2. Use of Power. Full power should always be used as a means of reducing the height loss. This is easily demonstrated on the first stalling exercise by showing the height loss on a fully developed stall with and without using any power. On average it will at least halve the amount of height loss. Subject to any engine limitations there is no good reason not to use full power.

3. Wing Drop. The position of the flaps is irrelevant. Given symmetrical wings in balanced flight it does not matter whether the inboard or outboard sections of the wings stall first. The point is that both wingtips should stall at the same time, so there will be no wing drop. The use of stall strips on the inboard leading edge is not necessarily to make the inboard part of the wing stall first. They are very useful for promoting an early breakaway of the airflow and causing the buffet over the tailplane that we use as a recognisable stall symptom. Wing drop will, however, be caused if there is any difference in lift over the wings. Causes of this can be as simple as slight irregularities [dents, dirt, insects etc], and more usually not being in balanced flight. Any sideslip will cause a blanking effect over the downwind wing. It is therefore not so much a case of wing drop as the fact that the downwind wing is producing less lift than the upwind one.

4. Ailerons. Whether or not ailerons will still work at the stall depends on the design of the aeroplane. Vortex generators ahead of the ailerons or a smooth wing surface such as can be provided with composite wings will prevent or delay the transition to turbulence and the separation point. However, a cambered airfoil has a lower stalling angle than a non cambered one, so the application of ailerons in an attempt to raise a down going wing has the effect of putting that wing well beyond the stalling angle of attack. It also increases the coefficient of drag. These two effects give rise to autorotation and a spin, hence the dictate not to use ailerons at the point of a stall.

5. Standard Stall Recovery. Ever since I learnt to fly in 1965 I have been taught, and teach, that the Standard Stall Recovery is “Control column centrally forward to unstall the wings, full power and rudder to prevent further yaw [see previous paragraph].” How do we know that the aircraft is unstalled? Either when the buffet has stopped or, in the case of aircraft such as the Cessna 172 which has no real buffet, when the stall warner has stopped. You cannot use the same argument for a spin recovery because that depends entirely on the characteristics of the aeroplane. I have spun aircraft in which the fully developed spin recovery is merely to centralise the controls. Others require the stick to be moved to the neutral position at the same time as full opposite rudder is applied, others after a pause of about one second. Others need the stick to be progressively moved forward until the autorotation has stopped and some even need inspin ailerons. So to state blandly “Move the CC forward until flying control is regained” is not necessarily correct and most certainly cannot be used as a standard for both stall and spin recoveries.

--

» Work task 1: Name every numbered section heading in the stall-recovery text.
» Work task 2: Quote the stall-recovery text word for word, starting with "2. Use of Power." and going on through "use full power.".
Work only from the stall-recovery text above, without drawing on outside knowledge.

--

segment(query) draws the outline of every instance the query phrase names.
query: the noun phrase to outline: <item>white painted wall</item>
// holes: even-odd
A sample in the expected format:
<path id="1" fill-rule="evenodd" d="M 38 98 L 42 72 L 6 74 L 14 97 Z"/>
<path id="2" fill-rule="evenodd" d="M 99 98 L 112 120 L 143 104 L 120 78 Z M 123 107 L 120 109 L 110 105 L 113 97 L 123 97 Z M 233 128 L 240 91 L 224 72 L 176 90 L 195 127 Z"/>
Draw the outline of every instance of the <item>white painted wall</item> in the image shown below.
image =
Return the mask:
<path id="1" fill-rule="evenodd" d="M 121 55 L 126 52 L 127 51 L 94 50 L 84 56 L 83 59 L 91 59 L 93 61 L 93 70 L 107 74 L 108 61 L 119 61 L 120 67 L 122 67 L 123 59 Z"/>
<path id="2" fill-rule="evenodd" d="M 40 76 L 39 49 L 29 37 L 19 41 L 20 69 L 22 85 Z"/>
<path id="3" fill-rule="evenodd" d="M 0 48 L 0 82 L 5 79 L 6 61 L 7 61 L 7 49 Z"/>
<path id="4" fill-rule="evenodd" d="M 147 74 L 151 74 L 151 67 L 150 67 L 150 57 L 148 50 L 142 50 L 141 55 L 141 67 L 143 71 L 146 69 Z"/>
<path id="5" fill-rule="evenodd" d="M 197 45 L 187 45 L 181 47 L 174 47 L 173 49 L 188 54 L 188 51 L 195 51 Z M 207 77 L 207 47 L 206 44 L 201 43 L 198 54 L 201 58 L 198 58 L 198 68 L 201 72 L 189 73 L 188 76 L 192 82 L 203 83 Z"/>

--

» Written solution 1:
Use of Power
Wing Drop
Ailerons
Standard Stall Recovery

» Written solution 2:
2. Use of Power. Full power should always be used as a means of reducing the height loss. This is easily demonstrated on the first stalling exercise by showing the height loss on a fully developed stall with and without using any power. On average it will at least halve the amount of height loss. Subject to any engine limitations there is no good reason not to use full power.